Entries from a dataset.
--- Start ---
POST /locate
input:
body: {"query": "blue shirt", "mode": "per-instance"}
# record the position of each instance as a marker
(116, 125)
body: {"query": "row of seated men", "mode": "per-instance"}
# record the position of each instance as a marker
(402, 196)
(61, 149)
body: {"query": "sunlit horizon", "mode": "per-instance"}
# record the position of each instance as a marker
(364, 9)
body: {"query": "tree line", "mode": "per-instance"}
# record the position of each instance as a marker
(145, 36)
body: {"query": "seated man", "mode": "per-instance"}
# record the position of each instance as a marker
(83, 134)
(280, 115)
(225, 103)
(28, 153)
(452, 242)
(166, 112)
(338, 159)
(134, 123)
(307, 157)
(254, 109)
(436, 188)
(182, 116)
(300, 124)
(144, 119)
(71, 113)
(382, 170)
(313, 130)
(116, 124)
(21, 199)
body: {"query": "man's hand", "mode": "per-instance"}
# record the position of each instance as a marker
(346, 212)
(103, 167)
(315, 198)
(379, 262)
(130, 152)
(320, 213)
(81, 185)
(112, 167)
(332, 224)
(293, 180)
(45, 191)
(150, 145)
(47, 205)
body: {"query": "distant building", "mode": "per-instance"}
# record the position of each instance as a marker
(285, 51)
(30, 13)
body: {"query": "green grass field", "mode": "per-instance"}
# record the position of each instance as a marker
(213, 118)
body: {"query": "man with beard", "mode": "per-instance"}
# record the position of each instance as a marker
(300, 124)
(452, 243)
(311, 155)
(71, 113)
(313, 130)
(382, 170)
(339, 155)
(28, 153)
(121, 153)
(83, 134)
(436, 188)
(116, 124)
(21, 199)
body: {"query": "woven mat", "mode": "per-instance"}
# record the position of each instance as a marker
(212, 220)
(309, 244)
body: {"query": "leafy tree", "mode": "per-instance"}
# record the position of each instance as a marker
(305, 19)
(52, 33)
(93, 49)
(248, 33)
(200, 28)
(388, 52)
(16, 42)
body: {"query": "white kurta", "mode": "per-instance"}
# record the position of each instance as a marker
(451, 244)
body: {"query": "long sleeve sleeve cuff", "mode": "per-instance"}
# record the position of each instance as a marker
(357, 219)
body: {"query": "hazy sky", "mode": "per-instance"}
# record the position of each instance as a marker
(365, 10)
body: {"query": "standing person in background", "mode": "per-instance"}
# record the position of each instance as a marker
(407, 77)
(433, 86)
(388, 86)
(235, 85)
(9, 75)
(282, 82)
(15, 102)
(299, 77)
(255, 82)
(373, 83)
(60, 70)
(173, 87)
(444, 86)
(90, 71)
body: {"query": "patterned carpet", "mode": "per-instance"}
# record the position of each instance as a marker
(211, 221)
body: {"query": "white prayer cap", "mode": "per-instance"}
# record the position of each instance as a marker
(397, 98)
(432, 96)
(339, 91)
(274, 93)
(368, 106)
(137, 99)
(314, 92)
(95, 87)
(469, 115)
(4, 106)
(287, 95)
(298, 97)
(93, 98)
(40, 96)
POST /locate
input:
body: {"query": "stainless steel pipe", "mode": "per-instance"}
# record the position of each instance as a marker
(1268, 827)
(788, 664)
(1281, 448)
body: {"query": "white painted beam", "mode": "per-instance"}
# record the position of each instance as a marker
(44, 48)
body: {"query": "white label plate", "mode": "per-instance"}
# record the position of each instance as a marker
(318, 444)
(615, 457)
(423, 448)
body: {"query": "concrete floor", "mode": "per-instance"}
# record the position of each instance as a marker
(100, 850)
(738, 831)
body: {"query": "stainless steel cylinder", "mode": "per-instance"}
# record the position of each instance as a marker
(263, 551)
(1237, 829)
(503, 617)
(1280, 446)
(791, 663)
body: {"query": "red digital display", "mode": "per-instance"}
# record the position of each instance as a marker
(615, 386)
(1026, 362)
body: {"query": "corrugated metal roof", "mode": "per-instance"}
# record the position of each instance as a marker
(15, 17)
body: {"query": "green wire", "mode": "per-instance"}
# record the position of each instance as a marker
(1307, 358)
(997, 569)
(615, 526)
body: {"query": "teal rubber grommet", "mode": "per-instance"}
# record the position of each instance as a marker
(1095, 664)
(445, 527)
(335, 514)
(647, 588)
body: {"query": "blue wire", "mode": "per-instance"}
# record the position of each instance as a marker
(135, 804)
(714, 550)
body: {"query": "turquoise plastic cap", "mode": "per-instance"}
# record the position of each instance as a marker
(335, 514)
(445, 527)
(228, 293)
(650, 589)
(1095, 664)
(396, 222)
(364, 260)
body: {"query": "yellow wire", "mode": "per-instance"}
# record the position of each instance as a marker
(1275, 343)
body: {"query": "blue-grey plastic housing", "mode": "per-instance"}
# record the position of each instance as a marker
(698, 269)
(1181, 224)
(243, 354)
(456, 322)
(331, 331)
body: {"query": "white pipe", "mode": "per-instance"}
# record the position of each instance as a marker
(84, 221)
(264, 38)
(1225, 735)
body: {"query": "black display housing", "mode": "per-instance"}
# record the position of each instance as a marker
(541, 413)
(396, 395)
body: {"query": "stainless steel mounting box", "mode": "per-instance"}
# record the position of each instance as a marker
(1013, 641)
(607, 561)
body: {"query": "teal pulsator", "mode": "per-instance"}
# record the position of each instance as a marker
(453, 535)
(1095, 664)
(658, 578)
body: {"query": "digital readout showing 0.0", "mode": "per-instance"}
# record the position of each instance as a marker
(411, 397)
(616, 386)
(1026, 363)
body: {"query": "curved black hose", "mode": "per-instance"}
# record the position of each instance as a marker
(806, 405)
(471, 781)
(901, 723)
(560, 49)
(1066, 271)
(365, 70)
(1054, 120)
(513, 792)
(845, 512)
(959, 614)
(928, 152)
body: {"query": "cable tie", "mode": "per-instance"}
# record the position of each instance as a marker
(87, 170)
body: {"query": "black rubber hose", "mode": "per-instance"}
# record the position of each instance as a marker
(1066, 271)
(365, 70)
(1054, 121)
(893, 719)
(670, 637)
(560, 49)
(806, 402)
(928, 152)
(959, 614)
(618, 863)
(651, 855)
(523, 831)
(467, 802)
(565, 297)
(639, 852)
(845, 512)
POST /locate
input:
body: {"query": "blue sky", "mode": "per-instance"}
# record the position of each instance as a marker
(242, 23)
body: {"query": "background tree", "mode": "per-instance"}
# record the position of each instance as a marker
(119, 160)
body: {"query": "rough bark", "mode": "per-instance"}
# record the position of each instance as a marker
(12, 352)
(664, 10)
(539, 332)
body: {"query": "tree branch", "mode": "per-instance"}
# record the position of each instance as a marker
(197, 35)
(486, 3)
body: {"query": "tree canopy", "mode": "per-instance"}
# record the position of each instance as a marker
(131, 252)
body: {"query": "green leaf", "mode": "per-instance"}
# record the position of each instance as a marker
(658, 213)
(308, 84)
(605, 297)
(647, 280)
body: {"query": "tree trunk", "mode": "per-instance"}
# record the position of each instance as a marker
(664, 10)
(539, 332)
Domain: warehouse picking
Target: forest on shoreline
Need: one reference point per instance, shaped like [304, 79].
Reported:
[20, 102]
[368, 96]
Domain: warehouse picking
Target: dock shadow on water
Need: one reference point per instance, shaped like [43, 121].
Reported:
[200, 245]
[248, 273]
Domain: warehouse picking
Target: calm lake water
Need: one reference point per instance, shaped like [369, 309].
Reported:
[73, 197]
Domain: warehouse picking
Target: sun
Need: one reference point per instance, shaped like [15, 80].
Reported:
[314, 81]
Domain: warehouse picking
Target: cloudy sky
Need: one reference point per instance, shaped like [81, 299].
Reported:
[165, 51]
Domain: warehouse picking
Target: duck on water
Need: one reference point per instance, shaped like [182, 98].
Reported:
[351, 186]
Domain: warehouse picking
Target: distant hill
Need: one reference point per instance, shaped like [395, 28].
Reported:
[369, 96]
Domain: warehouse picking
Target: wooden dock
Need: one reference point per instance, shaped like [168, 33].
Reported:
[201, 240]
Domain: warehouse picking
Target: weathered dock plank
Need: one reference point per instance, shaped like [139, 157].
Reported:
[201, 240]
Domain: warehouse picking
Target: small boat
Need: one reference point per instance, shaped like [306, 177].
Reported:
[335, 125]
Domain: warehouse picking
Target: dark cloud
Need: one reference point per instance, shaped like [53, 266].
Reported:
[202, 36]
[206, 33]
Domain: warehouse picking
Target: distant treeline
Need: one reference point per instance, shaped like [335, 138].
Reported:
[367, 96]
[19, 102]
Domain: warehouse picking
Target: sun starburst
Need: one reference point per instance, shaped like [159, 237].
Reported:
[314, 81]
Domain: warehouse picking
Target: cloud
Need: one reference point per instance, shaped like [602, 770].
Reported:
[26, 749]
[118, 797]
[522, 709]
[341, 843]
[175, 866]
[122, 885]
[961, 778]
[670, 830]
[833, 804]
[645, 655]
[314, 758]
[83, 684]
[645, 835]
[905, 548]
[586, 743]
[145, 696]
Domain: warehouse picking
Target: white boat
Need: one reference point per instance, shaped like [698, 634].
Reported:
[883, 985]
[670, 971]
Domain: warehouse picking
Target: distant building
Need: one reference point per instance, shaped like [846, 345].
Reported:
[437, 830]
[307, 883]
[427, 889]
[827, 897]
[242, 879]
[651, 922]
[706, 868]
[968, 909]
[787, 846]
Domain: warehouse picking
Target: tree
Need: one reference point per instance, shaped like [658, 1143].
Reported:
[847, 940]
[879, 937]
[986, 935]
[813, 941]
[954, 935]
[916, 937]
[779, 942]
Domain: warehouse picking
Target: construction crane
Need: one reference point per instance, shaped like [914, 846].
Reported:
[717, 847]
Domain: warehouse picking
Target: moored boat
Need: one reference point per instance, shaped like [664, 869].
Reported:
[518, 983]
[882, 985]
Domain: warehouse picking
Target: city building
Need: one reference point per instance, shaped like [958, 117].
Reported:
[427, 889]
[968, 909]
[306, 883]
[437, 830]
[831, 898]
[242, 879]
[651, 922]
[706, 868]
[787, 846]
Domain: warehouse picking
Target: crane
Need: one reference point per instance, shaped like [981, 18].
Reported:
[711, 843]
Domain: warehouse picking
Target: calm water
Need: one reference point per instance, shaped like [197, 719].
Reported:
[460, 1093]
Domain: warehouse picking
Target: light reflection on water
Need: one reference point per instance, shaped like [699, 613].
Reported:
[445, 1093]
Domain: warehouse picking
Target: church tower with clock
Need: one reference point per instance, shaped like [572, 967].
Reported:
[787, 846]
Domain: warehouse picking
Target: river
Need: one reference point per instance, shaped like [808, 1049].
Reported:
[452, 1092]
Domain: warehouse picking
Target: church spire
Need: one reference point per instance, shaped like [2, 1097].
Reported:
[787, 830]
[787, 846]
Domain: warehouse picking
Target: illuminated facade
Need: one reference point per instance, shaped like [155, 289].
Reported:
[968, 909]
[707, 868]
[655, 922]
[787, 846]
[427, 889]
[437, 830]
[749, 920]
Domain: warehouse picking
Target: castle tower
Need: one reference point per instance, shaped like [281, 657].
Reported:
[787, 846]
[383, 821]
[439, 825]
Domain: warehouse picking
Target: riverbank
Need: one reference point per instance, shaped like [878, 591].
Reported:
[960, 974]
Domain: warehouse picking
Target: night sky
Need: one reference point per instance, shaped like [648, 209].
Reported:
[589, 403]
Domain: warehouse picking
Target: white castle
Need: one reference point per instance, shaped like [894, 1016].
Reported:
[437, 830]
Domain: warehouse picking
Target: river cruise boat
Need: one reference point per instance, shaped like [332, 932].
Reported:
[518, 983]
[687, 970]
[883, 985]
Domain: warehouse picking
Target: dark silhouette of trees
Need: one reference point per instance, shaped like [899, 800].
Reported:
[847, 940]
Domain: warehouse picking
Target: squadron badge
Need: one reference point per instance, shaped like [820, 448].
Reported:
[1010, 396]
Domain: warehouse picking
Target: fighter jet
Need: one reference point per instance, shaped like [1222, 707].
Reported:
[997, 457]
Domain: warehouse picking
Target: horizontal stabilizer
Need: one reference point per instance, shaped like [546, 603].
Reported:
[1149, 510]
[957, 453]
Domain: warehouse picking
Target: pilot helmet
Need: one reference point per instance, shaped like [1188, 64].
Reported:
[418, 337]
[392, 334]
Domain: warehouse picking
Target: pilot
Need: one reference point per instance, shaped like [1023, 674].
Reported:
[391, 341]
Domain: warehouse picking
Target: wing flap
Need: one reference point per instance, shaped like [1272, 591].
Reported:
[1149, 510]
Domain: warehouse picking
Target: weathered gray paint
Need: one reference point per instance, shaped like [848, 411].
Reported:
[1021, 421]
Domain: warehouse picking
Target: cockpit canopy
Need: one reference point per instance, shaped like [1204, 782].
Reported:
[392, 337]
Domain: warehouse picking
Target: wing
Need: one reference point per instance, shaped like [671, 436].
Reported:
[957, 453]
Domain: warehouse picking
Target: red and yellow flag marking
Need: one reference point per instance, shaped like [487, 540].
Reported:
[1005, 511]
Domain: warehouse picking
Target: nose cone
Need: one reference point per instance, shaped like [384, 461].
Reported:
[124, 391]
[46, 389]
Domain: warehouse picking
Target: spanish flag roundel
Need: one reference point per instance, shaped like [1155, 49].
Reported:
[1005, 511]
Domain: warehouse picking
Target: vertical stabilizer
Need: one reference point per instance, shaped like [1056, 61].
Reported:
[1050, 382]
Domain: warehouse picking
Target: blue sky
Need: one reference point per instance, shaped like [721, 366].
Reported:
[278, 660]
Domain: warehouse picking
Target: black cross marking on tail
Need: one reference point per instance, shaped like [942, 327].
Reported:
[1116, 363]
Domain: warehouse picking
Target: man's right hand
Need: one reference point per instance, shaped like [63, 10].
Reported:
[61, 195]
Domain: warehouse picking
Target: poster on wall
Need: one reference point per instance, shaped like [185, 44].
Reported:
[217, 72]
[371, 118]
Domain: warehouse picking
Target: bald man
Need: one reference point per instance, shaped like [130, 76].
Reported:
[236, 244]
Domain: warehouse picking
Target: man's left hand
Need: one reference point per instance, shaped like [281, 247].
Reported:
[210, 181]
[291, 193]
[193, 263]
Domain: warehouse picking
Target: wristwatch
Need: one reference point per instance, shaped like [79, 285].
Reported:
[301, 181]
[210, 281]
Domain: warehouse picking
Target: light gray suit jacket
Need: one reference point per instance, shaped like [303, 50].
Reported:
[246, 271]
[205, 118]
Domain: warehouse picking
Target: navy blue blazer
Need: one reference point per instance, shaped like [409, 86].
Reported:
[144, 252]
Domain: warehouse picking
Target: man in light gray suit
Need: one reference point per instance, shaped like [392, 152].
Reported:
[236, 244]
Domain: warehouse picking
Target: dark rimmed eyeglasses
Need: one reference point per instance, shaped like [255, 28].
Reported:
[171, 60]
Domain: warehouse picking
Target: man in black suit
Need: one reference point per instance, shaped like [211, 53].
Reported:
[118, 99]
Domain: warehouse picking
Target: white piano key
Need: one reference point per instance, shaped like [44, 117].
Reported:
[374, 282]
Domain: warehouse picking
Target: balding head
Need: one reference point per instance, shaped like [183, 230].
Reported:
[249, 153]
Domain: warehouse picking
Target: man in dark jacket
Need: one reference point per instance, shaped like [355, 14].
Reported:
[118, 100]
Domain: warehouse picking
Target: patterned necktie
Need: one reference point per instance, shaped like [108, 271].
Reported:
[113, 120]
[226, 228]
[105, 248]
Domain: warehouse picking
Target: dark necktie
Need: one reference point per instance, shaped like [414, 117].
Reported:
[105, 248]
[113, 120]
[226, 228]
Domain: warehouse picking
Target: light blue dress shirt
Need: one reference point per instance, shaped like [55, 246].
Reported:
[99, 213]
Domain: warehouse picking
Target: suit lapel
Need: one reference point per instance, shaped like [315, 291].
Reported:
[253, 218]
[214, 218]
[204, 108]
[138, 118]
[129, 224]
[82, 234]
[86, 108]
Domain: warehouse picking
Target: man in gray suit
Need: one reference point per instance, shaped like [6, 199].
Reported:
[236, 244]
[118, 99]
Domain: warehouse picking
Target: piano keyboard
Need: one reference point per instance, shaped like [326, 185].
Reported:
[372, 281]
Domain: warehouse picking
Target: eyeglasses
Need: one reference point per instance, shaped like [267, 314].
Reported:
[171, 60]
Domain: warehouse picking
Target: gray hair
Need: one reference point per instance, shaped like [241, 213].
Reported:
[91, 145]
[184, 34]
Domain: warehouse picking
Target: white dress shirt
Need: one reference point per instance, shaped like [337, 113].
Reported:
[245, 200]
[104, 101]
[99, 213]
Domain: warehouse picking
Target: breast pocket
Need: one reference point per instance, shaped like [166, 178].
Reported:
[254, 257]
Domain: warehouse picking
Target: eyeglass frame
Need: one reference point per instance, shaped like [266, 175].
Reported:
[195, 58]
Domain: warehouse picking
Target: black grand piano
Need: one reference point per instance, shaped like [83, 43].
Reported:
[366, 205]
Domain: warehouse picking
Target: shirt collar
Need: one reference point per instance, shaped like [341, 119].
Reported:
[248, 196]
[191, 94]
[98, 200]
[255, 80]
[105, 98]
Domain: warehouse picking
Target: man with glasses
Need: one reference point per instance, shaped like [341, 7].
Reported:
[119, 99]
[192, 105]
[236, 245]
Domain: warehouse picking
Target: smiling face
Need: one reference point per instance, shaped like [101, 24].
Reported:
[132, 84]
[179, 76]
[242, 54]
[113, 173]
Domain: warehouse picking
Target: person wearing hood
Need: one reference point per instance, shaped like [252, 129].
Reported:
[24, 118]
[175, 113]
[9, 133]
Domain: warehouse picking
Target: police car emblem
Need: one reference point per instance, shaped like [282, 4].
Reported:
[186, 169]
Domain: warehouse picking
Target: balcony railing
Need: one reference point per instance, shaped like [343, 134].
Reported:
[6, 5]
--- End ---
Identify each line in the material above that contains the word "steel", and copy every such line in full.

Reply to the task.
body: {"query": "stainless steel pipe", "mode": "per-instance"}
body: {"query": "stainless steel cylinder", "mode": "per-instance"}
body: {"query": "stainless steel mounting box", "mode": "per-instance"}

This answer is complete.